[Boundary labeling items]
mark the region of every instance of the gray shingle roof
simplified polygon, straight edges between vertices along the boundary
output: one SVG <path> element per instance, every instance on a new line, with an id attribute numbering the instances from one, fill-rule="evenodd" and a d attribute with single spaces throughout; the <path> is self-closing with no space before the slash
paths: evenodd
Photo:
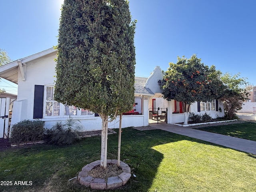
<path id="1" fill-rule="evenodd" d="M 145 84 L 148 79 L 146 77 L 135 77 L 134 88 L 136 94 L 151 95 L 154 95 L 152 91 L 149 88 L 146 88 Z"/>

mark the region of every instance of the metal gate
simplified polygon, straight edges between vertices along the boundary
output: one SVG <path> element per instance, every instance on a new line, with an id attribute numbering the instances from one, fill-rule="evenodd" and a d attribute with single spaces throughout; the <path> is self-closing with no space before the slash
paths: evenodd
<path id="1" fill-rule="evenodd" d="M 149 108 L 149 124 L 167 123 L 167 108 Z"/>
<path id="2" fill-rule="evenodd" d="M 0 138 L 8 137 L 10 98 L 0 98 Z"/>

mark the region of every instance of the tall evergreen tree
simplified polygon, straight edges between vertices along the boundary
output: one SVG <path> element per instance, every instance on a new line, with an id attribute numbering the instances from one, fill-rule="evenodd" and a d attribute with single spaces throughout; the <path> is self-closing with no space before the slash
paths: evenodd
<path id="1" fill-rule="evenodd" d="M 102 118 L 101 166 L 108 122 L 134 100 L 135 21 L 124 0 L 65 0 L 57 48 L 54 99 Z"/>

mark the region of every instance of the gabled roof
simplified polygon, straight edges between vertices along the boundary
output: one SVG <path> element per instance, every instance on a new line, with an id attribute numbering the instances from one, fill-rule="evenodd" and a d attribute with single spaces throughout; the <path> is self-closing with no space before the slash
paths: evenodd
<path id="1" fill-rule="evenodd" d="M 57 50 L 54 50 L 54 48 L 52 48 L 1 66 L 0 66 L 0 77 L 18 84 L 18 69 L 19 64 L 20 65 L 26 64 L 26 63 L 27 62 L 32 61 L 54 52 L 57 52 Z M 26 73 L 26 72 L 24 72 Z"/>
<path id="2" fill-rule="evenodd" d="M 143 95 L 153 96 L 154 94 L 149 88 L 145 87 L 145 84 L 148 80 L 145 77 L 135 77 L 134 88 L 135 88 L 135 94 L 136 95 Z"/>
<path id="3" fill-rule="evenodd" d="M 0 66 L 0 77 L 18 84 L 18 67 L 20 67 L 20 72 L 22 73 L 22 75 L 24 76 L 24 80 L 25 80 L 26 63 L 54 53 L 54 52 L 56 52 L 57 53 L 56 50 L 55 50 L 53 48 L 51 48 Z M 23 69 L 24 66 L 25 67 L 24 69 Z M 134 83 L 135 94 L 150 96 L 154 95 L 149 88 L 146 88 L 145 86 L 147 80 L 147 78 L 135 77 Z"/>

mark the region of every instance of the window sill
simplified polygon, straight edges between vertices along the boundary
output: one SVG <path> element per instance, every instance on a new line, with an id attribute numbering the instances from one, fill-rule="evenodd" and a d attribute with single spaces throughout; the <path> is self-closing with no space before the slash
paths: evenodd
<path id="1" fill-rule="evenodd" d="M 77 118 L 79 120 L 86 120 L 88 119 L 96 119 L 98 117 L 71 117 L 74 119 Z M 42 119 L 39 119 L 43 121 L 64 121 L 67 120 L 68 117 L 46 117 Z"/>

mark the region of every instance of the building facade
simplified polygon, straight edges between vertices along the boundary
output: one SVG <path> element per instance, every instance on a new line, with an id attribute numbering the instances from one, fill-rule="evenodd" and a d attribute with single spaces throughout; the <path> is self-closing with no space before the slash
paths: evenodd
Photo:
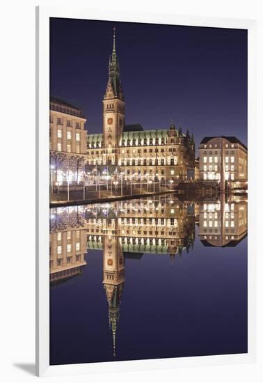
<path id="1" fill-rule="evenodd" d="M 248 233 L 248 203 L 221 193 L 216 201 L 201 202 L 199 235 L 205 246 L 236 246 Z"/>
<path id="2" fill-rule="evenodd" d="M 205 137 L 199 147 L 200 180 L 244 188 L 248 181 L 248 150 L 234 136 Z"/>
<path id="3" fill-rule="evenodd" d="M 86 155 L 86 119 L 79 107 L 62 99 L 50 97 L 50 150 L 67 155 Z"/>

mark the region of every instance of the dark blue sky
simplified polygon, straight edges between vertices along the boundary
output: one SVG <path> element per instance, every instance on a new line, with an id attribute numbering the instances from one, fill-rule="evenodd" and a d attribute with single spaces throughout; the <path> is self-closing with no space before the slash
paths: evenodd
<path id="1" fill-rule="evenodd" d="M 90 133 L 102 131 L 112 31 L 126 123 L 145 130 L 170 118 L 193 133 L 247 144 L 247 32 L 244 30 L 51 19 L 51 93 L 81 106 Z"/>

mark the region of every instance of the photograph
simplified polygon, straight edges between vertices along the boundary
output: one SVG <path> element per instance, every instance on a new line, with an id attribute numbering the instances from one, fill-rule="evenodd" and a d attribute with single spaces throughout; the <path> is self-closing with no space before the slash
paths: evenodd
<path id="1" fill-rule="evenodd" d="M 47 121 L 50 365 L 247 354 L 248 30 L 50 17 Z"/>

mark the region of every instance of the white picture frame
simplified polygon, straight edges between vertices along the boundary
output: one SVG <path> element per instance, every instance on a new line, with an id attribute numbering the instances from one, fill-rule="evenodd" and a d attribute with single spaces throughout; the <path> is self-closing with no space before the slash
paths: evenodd
<path id="1" fill-rule="evenodd" d="M 115 20 L 248 30 L 248 347 L 247 354 L 61 366 L 49 365 L 49 17 Z M 36 373 L 38 376 L 251 363 L 256 357 L 256 22 L 253 20 L 116 12 L 77 6 L 36 8 Z"/>

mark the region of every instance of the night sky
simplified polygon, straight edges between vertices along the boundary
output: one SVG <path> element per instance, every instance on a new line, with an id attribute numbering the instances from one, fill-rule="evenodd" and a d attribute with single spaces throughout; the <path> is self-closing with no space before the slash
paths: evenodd
<path id="1" fill-rule="evenodd" d="M 247 31 L 51 19 L 51 94 L 82 107 L 89 133 L 102 132 L 113 27 L 127 124 L 236 136 L 247 144 Z"/>

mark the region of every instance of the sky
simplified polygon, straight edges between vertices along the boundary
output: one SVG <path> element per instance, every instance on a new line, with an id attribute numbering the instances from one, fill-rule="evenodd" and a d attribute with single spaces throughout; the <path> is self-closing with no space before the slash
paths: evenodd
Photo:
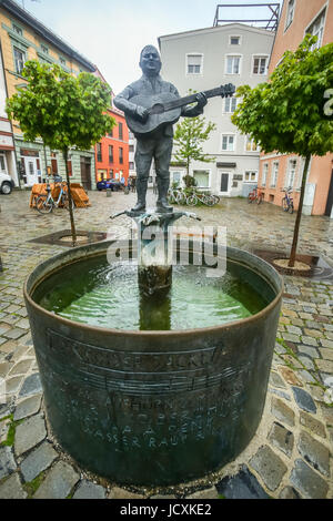
<path id="1" fill-rule="evenodd" d="M 139 58 L 158 38 L 213 25 L 220 3 L 270 0 L 16 0 L 94 63 L 118 94 L 141 76 Z M 282 0 L 271 0 L 282 4 Z M 253 12 L 254 11 L 254 12 Z M 263 8 L 223 9 L 223 18 L 268 18 Z M 254 14 L 254 16 L 253 16 Z M 163 69 L 161 74 L 163 75 Z"/>

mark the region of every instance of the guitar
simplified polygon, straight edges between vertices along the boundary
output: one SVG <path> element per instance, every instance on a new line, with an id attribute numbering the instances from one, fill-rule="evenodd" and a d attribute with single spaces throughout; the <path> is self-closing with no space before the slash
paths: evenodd
<path id="1" fill-rule="evenodd" d="M 205 98 L 214 98 L 221 95 L 222 98 L 232 96 L 235 92 L 235 86 L 232 83 L 218 86 L 204 91 Z M 176 98 L 171 92 L 162 92 L 155 95 L 139 94 L 131 98 L 131 103 L 149 109 L 149 118 L 143 123 L 138 121 L 130 114 L 125 114 L 125 120 L 129 129 L 138 136 L 149 136 L 153 132 L 160 130 L 168 124 L 174 124 L 181 116 L 181 108 L 196 101 L 195 94 L 190 94 L 185 98 Z"/>

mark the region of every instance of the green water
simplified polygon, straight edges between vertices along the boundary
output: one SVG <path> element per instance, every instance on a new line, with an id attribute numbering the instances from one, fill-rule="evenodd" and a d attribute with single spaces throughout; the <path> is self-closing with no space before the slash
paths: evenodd
<path id="1" fill-rule="evenodd" d="M 140 295 L 137 266 L 94 257 L 46 279 L 33 298 L 74 321 L 127 330 L 179 330 L 218 326 L 249 317 L 274 297 L 258 275 L 228 263 L 223 277 L 201 266 L 173 266 L 165 298 Z"/>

* [DO THIS]:
Quote the material between the line holding "mark the region of every instance of the night" and the line holding "247 31 L 51", inclusive.

* [SOLUTION FOR THIS TASK]:
mark the region of every instance of the night sky
simplified polygon, straight edges between vertices along the boundary
output: one SVG <path> element per instance, every instance on a new line, with an id attribute numbering the instances from one, fill-rule="evenodd" and a d attribute with single spaces throughout; the <path> is self-closing with no space before the slash
paths: evenodd
<path id="1" fill-rule="evenodd" d="M 247 31 L 51 19 L 51 94 L 82 107 L 89 133 L 102 132 L 113 27 L 127 124 L 236 136 L 247 144 Z"/>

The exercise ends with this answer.